# Problem to solve
Search the data below for the word "screen" and report how many lines contain it. Nothing but the number is needed.

▬▬▬▬▬▬▬▬▬▬

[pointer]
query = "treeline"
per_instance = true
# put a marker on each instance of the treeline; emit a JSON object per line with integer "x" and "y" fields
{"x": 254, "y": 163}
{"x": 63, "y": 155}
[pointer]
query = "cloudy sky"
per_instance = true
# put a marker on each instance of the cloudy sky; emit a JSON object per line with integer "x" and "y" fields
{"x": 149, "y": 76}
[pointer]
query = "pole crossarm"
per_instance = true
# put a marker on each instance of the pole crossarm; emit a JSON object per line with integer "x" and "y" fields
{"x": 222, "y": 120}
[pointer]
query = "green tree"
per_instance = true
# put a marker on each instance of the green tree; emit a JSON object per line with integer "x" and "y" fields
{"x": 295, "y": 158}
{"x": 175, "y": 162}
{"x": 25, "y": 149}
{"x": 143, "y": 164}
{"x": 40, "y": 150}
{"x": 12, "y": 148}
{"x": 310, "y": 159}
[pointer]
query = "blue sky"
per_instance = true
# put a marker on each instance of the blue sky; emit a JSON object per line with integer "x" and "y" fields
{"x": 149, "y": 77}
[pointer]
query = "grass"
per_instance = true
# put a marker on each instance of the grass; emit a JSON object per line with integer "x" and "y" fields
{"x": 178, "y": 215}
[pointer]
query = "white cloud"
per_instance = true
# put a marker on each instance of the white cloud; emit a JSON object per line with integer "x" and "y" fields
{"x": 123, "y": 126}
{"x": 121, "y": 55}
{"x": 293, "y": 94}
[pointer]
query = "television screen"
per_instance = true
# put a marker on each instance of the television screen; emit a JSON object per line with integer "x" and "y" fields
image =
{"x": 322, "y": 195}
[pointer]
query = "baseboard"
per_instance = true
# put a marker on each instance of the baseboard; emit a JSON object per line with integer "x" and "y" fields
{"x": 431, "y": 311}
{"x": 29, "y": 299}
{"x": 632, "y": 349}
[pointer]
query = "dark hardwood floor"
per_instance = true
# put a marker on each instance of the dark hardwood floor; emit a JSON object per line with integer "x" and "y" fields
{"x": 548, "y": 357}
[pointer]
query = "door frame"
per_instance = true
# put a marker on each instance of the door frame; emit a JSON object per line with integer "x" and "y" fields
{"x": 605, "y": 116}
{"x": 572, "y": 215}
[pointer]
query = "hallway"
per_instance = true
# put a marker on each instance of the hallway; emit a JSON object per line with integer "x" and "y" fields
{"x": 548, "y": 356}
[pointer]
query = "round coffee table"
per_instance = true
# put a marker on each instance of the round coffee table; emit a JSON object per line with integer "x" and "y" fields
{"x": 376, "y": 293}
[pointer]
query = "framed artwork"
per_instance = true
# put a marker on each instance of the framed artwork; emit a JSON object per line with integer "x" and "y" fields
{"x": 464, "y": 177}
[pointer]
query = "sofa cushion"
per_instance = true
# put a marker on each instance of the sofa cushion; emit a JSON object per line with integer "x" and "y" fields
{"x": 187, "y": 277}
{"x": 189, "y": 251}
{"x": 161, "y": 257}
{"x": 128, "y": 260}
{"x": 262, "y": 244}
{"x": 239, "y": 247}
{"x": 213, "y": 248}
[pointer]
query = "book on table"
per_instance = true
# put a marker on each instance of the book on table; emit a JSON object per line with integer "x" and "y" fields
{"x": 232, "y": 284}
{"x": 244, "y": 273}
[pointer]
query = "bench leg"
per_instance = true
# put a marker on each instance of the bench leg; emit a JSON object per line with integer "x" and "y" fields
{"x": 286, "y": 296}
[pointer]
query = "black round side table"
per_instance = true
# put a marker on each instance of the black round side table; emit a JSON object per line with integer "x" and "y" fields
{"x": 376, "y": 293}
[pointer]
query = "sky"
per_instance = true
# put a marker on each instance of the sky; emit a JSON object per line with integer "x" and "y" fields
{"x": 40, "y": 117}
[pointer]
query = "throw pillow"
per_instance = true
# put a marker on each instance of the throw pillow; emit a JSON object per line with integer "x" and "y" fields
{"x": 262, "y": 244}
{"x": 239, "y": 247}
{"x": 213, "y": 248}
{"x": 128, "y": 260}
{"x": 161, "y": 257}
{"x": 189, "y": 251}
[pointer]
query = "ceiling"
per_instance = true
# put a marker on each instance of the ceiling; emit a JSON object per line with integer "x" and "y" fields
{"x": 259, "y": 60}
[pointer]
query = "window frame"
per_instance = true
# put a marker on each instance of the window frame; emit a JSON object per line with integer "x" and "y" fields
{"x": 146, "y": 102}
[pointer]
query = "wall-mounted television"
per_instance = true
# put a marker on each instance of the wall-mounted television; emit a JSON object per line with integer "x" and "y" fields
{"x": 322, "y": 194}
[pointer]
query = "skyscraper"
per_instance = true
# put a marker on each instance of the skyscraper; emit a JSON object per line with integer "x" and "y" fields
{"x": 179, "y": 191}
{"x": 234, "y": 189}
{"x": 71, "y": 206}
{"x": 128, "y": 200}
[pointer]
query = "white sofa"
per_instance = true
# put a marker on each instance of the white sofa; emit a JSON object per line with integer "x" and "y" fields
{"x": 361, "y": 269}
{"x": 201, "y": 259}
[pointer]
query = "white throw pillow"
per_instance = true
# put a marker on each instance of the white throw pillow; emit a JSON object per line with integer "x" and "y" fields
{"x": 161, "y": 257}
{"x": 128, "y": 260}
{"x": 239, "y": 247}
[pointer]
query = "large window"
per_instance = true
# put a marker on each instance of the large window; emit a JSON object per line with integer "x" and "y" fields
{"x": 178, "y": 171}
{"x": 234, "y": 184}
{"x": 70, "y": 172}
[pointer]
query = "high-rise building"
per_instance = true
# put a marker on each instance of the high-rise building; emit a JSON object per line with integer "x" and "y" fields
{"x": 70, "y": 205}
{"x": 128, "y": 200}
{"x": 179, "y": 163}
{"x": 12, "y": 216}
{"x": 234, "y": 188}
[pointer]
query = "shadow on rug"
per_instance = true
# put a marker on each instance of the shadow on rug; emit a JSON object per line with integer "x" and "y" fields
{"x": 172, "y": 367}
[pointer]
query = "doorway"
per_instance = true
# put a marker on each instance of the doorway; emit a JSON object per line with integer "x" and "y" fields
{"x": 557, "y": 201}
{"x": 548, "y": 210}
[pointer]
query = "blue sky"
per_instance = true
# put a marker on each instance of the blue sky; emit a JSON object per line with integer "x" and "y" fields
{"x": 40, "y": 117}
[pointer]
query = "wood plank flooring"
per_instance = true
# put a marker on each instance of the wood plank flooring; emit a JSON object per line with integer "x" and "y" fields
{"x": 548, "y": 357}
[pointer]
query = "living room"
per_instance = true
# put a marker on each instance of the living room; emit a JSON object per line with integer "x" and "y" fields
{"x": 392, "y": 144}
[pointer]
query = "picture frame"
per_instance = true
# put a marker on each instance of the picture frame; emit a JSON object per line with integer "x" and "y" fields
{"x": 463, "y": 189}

▬▬▬▬▬▬▬▬▬▬

# Response for this exercise
2